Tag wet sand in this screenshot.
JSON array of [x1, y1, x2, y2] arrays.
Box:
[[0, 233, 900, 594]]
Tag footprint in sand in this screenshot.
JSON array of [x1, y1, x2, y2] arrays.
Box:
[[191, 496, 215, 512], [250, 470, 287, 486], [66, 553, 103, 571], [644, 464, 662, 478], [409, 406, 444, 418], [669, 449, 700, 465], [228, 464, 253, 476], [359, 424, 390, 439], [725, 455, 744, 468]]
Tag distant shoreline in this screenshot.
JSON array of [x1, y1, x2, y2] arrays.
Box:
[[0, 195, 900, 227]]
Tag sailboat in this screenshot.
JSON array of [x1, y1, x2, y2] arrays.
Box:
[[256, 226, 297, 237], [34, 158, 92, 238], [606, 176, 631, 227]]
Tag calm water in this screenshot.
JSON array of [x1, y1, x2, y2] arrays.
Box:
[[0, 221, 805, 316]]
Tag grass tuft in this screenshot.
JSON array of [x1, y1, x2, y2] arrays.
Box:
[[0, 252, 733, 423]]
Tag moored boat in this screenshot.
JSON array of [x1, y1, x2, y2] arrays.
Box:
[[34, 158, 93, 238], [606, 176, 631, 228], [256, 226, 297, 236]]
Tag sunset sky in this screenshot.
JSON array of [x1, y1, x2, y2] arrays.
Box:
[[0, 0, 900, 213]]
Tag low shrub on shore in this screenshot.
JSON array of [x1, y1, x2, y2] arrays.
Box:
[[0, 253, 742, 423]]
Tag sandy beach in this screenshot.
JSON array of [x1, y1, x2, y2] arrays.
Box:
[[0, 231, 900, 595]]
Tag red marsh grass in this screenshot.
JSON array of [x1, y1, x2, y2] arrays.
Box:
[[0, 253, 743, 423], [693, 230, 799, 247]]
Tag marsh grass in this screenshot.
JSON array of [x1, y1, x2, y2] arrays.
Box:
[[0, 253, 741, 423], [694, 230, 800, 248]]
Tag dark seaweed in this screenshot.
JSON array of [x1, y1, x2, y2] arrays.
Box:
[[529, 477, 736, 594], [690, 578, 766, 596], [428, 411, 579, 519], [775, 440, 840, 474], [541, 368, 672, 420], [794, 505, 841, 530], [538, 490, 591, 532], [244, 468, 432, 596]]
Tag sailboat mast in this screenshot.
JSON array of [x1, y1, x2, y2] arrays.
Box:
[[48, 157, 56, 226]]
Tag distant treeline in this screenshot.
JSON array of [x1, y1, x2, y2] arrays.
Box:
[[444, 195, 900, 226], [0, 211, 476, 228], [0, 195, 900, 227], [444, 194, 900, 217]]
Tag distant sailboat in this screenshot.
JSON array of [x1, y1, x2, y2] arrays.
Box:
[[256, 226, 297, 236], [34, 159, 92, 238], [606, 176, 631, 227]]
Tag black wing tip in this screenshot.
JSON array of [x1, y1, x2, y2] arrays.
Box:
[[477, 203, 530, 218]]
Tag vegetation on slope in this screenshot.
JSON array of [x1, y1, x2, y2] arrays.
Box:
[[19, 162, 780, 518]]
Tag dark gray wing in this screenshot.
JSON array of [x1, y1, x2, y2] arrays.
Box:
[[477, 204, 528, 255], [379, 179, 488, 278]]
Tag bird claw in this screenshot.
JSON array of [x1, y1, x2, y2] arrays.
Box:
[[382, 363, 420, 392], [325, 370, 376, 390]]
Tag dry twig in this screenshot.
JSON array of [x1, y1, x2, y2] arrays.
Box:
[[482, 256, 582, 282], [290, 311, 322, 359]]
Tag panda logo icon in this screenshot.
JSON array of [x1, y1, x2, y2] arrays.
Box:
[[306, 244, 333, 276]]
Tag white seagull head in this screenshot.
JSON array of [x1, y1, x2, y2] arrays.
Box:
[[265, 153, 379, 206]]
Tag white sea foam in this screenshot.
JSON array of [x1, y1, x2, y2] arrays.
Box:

++++++++++

WHAT IS REQUIRED =>
How many lines in the records above contain the string "marsh", with case counting? Reply with the number alone.

RESULT =>
2